Directions for this task:
Your task is to return the line containing "Please give the outline of every instance of the <item>red" plus every line after it, exactly and with nothing added.

Provided data:
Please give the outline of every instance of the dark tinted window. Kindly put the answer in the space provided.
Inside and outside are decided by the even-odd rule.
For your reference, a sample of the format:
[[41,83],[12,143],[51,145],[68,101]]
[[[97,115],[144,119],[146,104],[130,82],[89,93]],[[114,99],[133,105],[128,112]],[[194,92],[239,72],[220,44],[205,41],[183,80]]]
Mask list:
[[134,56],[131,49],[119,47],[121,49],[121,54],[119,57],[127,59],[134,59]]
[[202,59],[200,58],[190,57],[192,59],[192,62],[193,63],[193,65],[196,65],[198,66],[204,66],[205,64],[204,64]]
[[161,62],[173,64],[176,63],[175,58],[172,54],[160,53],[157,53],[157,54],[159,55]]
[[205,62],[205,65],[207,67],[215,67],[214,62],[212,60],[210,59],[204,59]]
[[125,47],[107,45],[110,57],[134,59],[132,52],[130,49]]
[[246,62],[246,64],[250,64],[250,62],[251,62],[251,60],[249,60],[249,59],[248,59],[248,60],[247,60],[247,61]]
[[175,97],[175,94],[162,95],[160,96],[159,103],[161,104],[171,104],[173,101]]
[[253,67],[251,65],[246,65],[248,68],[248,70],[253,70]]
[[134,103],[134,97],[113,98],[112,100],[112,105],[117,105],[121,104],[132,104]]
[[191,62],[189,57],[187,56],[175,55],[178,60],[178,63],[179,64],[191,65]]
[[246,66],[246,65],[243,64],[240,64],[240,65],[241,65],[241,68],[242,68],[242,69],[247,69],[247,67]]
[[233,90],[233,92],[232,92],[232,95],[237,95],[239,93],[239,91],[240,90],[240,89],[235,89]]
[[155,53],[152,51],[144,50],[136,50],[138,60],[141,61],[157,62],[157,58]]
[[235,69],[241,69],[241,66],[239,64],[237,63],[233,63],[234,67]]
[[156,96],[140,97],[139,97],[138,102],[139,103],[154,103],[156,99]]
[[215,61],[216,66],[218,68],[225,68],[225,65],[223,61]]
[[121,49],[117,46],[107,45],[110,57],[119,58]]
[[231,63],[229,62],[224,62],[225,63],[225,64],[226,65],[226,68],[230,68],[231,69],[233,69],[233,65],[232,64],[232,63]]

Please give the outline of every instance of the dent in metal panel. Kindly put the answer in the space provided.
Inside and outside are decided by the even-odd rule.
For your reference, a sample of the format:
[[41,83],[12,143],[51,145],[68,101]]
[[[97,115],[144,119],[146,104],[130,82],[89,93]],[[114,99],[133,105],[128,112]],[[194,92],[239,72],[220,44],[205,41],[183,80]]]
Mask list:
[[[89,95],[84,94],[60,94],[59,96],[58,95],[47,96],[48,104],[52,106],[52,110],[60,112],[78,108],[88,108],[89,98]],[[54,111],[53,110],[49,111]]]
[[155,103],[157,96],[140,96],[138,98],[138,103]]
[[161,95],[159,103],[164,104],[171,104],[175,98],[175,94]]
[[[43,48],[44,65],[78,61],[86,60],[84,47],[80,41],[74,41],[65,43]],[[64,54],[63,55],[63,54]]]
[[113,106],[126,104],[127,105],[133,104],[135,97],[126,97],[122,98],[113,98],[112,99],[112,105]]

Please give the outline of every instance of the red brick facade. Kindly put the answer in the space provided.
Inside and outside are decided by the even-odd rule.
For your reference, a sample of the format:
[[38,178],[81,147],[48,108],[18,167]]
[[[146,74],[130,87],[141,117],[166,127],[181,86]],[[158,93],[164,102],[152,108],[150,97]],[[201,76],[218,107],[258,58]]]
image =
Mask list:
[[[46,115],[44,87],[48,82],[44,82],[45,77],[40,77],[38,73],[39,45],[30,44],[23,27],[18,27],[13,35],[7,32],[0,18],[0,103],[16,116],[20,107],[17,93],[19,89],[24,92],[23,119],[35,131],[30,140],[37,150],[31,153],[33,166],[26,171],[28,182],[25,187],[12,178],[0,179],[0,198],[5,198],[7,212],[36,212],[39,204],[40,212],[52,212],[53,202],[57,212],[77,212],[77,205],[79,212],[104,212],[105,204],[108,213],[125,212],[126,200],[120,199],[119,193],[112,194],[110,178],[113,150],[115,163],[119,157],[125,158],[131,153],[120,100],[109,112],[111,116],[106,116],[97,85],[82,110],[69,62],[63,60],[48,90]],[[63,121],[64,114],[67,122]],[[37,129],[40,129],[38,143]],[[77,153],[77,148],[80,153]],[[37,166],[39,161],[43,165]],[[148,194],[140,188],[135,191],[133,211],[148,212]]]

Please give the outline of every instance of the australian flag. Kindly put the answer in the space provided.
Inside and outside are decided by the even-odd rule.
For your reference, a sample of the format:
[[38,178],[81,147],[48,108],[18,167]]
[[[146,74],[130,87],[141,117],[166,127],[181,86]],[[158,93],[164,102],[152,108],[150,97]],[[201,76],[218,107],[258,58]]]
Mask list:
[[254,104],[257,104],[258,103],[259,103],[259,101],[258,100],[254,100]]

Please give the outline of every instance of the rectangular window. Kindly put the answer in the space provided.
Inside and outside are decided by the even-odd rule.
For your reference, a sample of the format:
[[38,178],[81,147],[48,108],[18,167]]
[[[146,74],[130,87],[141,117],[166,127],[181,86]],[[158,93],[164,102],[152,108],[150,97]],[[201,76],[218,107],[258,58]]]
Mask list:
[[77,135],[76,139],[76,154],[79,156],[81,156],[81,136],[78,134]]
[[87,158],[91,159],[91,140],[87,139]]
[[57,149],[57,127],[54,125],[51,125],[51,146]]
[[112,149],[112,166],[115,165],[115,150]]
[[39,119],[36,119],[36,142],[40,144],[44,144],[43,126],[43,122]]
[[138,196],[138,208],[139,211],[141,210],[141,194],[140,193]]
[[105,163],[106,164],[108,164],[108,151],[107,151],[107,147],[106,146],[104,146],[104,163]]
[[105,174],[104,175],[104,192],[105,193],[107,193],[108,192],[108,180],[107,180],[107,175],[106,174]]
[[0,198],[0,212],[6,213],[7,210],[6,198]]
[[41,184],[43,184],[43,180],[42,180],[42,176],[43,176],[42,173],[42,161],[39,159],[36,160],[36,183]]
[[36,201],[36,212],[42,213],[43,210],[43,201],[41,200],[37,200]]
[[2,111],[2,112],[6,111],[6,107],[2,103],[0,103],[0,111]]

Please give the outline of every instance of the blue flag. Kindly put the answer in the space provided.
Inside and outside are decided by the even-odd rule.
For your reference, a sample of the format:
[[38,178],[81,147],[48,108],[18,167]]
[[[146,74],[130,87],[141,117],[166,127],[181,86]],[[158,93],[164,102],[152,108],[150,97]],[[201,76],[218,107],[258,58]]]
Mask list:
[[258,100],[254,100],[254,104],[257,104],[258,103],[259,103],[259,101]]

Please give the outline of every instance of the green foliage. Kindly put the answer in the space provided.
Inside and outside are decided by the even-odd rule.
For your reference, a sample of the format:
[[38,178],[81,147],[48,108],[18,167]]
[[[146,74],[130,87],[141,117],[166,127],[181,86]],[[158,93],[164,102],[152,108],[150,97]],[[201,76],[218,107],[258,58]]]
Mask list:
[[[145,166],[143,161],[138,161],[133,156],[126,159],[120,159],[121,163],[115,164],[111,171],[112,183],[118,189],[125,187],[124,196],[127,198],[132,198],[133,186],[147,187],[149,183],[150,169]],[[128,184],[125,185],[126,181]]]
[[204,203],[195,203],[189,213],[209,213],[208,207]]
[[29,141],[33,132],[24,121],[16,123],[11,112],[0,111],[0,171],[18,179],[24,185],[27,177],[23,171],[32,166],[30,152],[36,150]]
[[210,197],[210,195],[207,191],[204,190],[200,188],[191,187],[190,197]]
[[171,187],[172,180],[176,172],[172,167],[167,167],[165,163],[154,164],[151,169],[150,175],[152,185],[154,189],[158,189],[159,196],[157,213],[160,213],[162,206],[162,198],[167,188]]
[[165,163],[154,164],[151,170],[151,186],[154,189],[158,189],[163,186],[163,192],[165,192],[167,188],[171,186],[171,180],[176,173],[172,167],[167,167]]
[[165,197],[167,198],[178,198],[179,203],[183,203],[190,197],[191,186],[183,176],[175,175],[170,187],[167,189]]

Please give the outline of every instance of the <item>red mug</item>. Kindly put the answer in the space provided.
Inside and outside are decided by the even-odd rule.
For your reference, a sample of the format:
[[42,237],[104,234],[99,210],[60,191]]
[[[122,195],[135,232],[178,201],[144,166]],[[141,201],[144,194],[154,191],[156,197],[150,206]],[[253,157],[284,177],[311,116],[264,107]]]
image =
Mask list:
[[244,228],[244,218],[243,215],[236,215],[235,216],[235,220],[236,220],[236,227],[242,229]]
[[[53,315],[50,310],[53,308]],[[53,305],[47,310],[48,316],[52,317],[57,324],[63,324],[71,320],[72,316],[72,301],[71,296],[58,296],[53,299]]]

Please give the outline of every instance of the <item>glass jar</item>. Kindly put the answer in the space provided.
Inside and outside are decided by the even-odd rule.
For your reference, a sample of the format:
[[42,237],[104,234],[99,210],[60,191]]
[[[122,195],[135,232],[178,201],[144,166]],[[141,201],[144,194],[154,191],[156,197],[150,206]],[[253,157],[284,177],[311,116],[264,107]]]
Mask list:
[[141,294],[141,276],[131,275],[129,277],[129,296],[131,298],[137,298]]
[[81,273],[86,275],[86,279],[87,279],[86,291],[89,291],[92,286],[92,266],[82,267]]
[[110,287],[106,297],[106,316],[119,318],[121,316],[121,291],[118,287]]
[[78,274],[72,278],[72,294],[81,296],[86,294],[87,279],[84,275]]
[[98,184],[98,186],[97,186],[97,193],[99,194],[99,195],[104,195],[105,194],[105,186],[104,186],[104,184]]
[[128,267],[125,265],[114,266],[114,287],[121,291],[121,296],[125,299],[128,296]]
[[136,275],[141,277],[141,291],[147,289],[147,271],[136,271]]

Answer to this exercise:
Please give the outline of every instance of the <item>red mug</item>. Kindly put the answer in the space provided.
Inside and outside are decided by the even-odd rule.
For your reference, a sample of the format:
[[42,237],[104,234],[99,210],[60,191]]
[[[122,195],[135,232],[178,201],[144,166]],[[141,201],[144,194],[154,191],[156,197],[150,206]],[[253,157],[284,177],[311,116],[264,107]]]
image =
Mask list:
[[244,228],[244,218],[243,215],[236,215],[235,216],[235,220],[236,220],[236,227],[242,229]]
[[[53,315],[50,310],[53,308]],[[53,305],[47,310],[48,316],[52,317],[57,324],[63,324],[71,320],[72,316],[72,301],[71,296],[58,296],[53,299]]]

Please give the outline of every instance of the <item>glass jar</item>. Kindly put the answer in the space provided.
Inside and outside are decided by the even-odd rule.
For your reference, a sample of the format:
[[42,237],[104,234],[99,210],[60,191]]
[[[122,195],[135,232],[178,201],[144,166]],[[141,201],[144,194],[154,191],[156,197],[150,206]],[[253,157],[284,177],[311,116],[264,107]]]
Mask list:
[[141,294],[141,276],[131,275],[129,277],[129,296],[131,298],[137,298]]
[[81,273],[86,275],[86,279],[87,279],[86,291],[89,291],[92,286],[92,266],[82,267]]
[[110,287],[106,297],[106,316],[119,318],[121,316],[121,291],[118,287]]
[[78,274],[72,278],[72,294],[81,296],[86,294],[87,279],[84,275]]
[[98,184],[98,186],[97,186],[97,193],[99,194],[99,195],[104,195],[105,194],[105,186],[104,186],[104,184]]
[[128,267],[125,265],[114,266],[114,287],[121,291],[121,296],[125,299],[128,296]]
[[136,275],[141,277],[141,291],[147,289],[147,271],[136,271]]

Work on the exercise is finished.